# Start of Excerpt provided

B9781597492768000042/gr17.jpg is missing
Figure 4.17
Switches Reducing Traffic by Sending Data Out the Port with Which the Destination MAC Address Is Associated
Using switches instead of hubs creates individual “collision domains” for each segment (the cable length between the switch and each node). This means a particular computer receives only the packets addressed to it, or to a multicast address to which it belongs, or to the broadcast address (when messages are being sent to every computer). You increase potential bandwidth in this way by the number of devices connected to the switch, because each computer can send and receive at the same time that one or more other nodes are doing so.
Switches can forward data frames more quickly than bridges because instead of reading the entire incoming Ethernet frame before forwarding it to the destination segment, the switch typically reads only the destination address in the frame, then retransmits it to the correct segment. This is why switches can offer fewer and shorter delays throughout the network, resulting in better performance.
A type of switch that operates at the network layer, or on Layer 3 of the Open Systems Interconnection model (OSI model), has become a popular connectivity option. A Layer 3 switch, sometimes referred to as a switch router, is in fact a type of router. Although a Layer 2 switch (switching hub) is unable to distinguish between protocols, a Layer 3 switch actually performs the functions of a router. A Layer 3 switch can filter the packets of a particular protocol to allow you to further reduce network traffic.
Layer 3 switches perform the same tasks as routers and can be deployed in the same locations in which a router is traditionally used. Yet the Layer 3 switch overcomes the performance disadvantage of routers, layering routing on top of switching technology. Layer 3 switches have become the solution of choice for enterprise network connectivity.

Routers

Routers are multiport connectivity devices that are used on large, complex networks because they are able to use the logical IP address to determine where packets need to go. How does using the IP address help to simplify the routing process? s we'll discuss later in this chapter, an IP address is used to identify each computer on a network. The IP address is divided into two parts: the network ID and the host ID. The network ID is a group of numbers that identifies which network the computer is on, and the host ID is used to identify which of the computers (or host as it's called on TCP/IP networks) sent or is meant to receive a particular message. The network ID is the key here because it “narrows down” the location of the particular destination computer by acting somewhat the way a ZIP Code does for the post office.

# End of Excerpt provided
# Start of Material supplied

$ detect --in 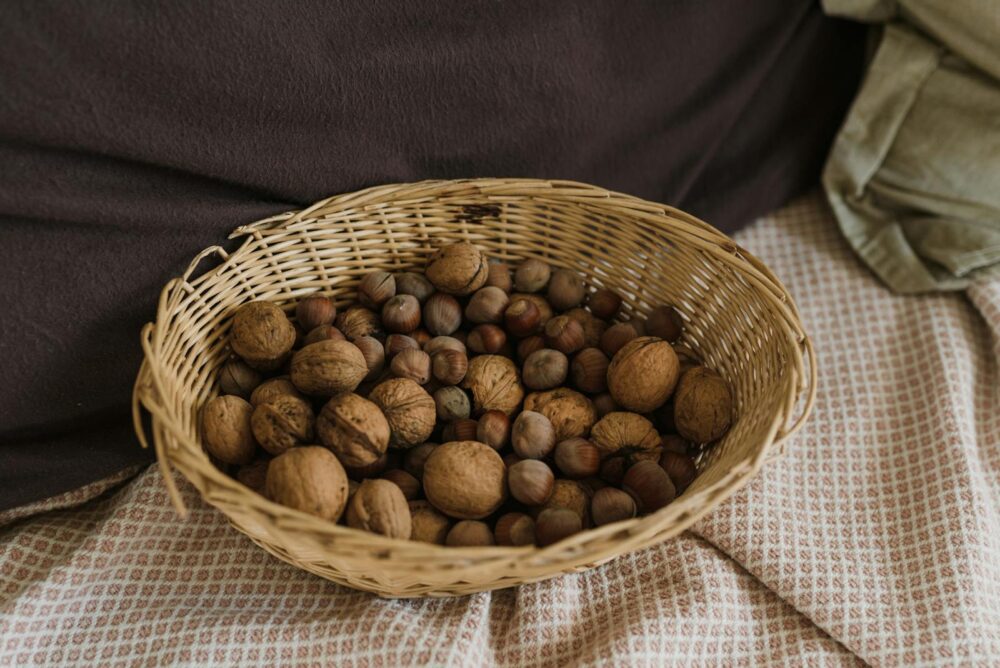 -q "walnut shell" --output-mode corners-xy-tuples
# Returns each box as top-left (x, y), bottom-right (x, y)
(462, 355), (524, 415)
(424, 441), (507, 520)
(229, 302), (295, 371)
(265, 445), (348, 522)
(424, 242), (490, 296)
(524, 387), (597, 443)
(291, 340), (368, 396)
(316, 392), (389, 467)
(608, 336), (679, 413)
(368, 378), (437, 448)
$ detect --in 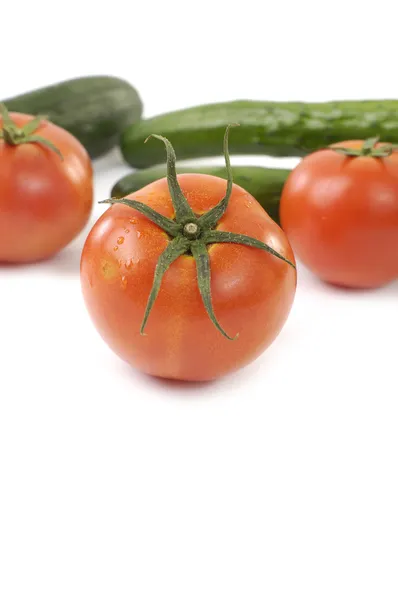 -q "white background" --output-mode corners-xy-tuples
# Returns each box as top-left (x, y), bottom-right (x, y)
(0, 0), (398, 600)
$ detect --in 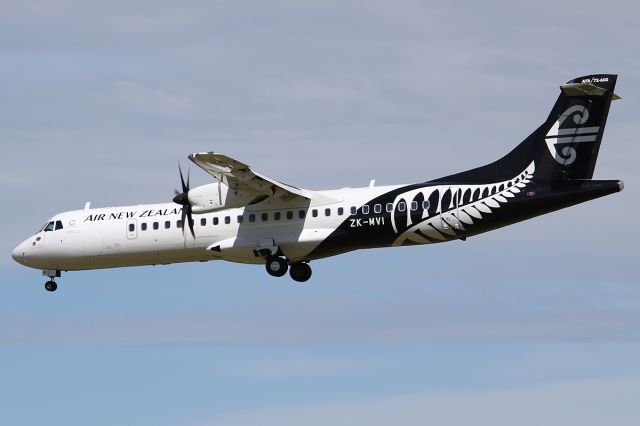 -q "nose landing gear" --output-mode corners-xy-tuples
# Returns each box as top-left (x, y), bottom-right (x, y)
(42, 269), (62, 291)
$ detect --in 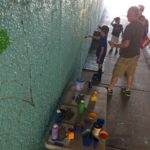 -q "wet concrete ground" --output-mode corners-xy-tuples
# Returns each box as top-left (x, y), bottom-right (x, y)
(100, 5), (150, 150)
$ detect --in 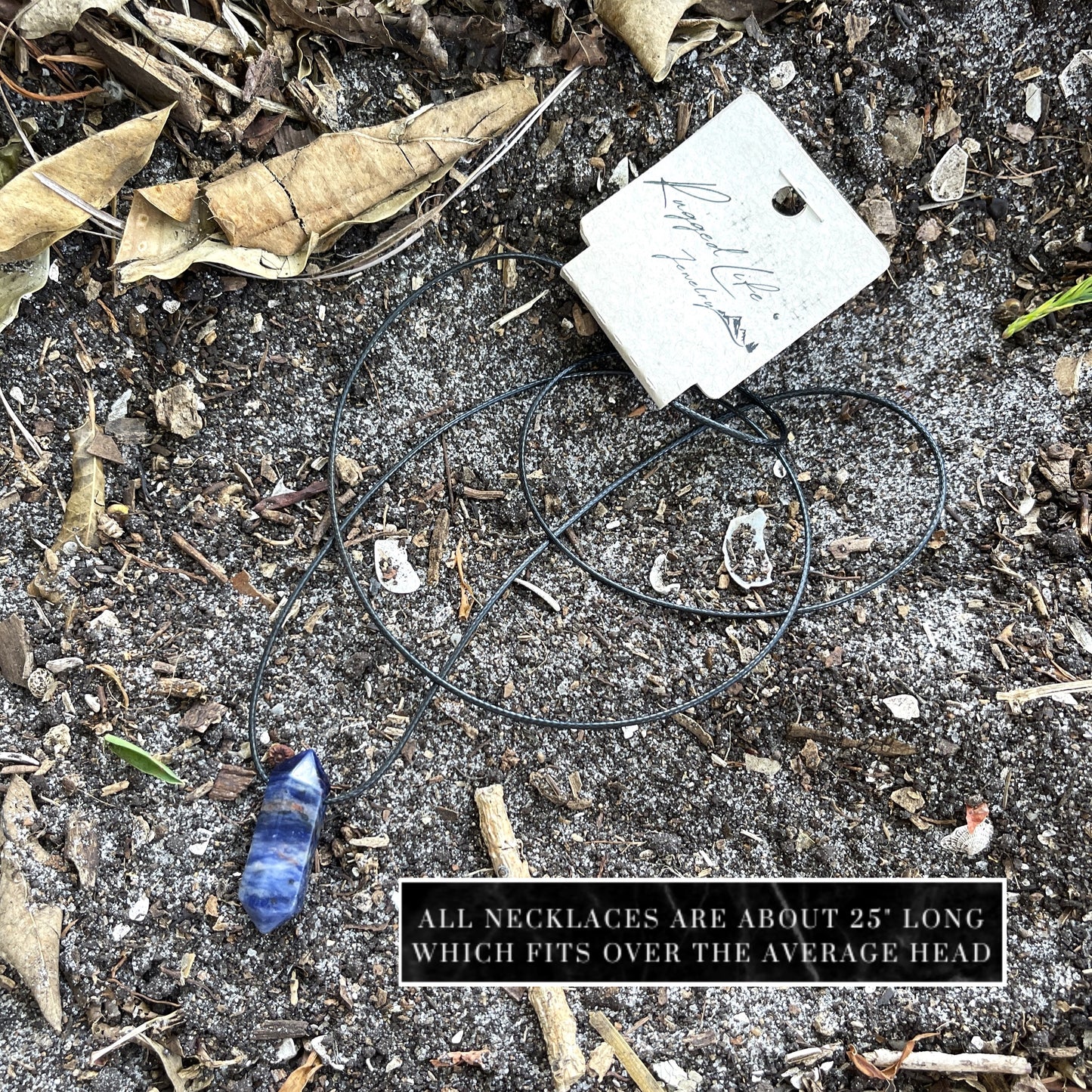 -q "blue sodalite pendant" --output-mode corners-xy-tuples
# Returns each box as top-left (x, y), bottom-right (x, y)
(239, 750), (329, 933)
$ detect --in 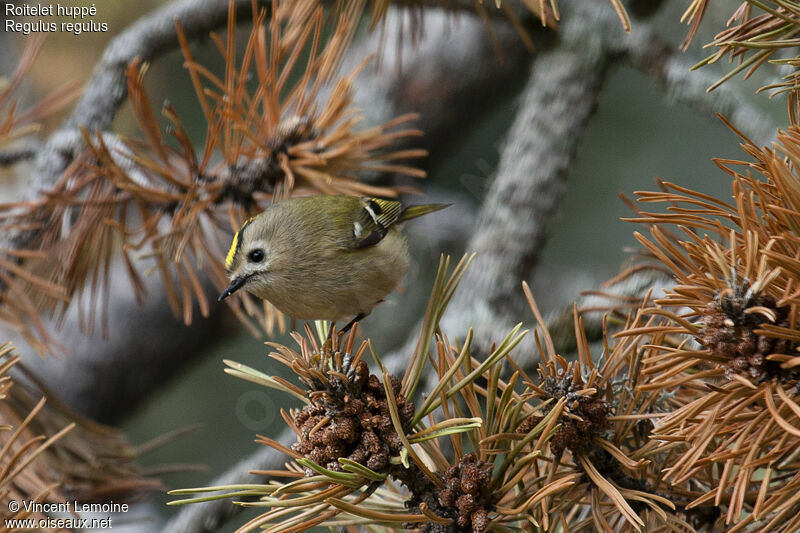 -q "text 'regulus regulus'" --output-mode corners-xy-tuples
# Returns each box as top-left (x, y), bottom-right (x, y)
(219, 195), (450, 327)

# End of Material supplied

• Task requirements: Please continue the passage on switches and routers, picking up after its last sentence.

• Answer below:
Routers are used to handle complex routing tasks. Routers also reduce network congestion by confining broadcast messages to a single subnet. A router can be either a dedicated device or a computer running an operating system that is capable of acting as a router. A Windows server can function as a router when two network cards are installed and IP forwarding is enabled.
Routers are capable of filtering so that you can, for instance, block inbound traffic. This capability allows the router to act as a firewall, creating a barrier that prevents undesirable packets from either entering or leaving a particular designated area of the network. However, in general, the more filtering a router is configured to do, the slower its performance.

Gateways

Gateways are usually not implemented as “devices” (although they can be). Rather, they are implemented as software programs running on servers. However, because they are also used to connect disparate networks, we touch briefly on what they are and why they are implemented in many networks.
Gateways can be used to connect two networks that use entirely different protocols. For instance, Microsoft's Host Integration Server allows PCs running Windows to communicate with an IBM mainframe computer, even though the two systems are “alien” to one another. There are many other different types of gateways, such as e-mail gateways, which translate between e-mail protocols.

Note

Additional information on Microsoft's Host Integration Servers is available at http://www.microsoft.com/hiserver/default.mspx.

Protocols

A protocol is a set of rules that determine how computers connect, communicate, and exchange data over a network. To illustrate how a protocol works, consider what happens when you make a phone call. You dial a number that identifies the person being called. When the phone rings and the person answers, he or she says “Hello”; when one person finishes talking the other can begin; and when communication terminates, you say “Goodbye.” These rules serve as a protocol for communications between two people, just as network protocols dictate how computers communicate.
Many different kinds of protocols are available, each providing different functions on a network. In some cases, these protocols are combined into a protocol suite, as in the case of TCP/IP. The TCP/IP protocol suite includes such individual protocols as the following:
TCP (Transmission Control Protocol) Used to coordinate the transmission, reception, and retransmission (if necessary) of packets of data on a network. It is a connection-oriented protocol that provides reliable communication between two hosts on a network so that transmission of data between them is guaranteed.
IP (Internet Protocol) Used to specify the format of packets and provides connectionless delivery of packets.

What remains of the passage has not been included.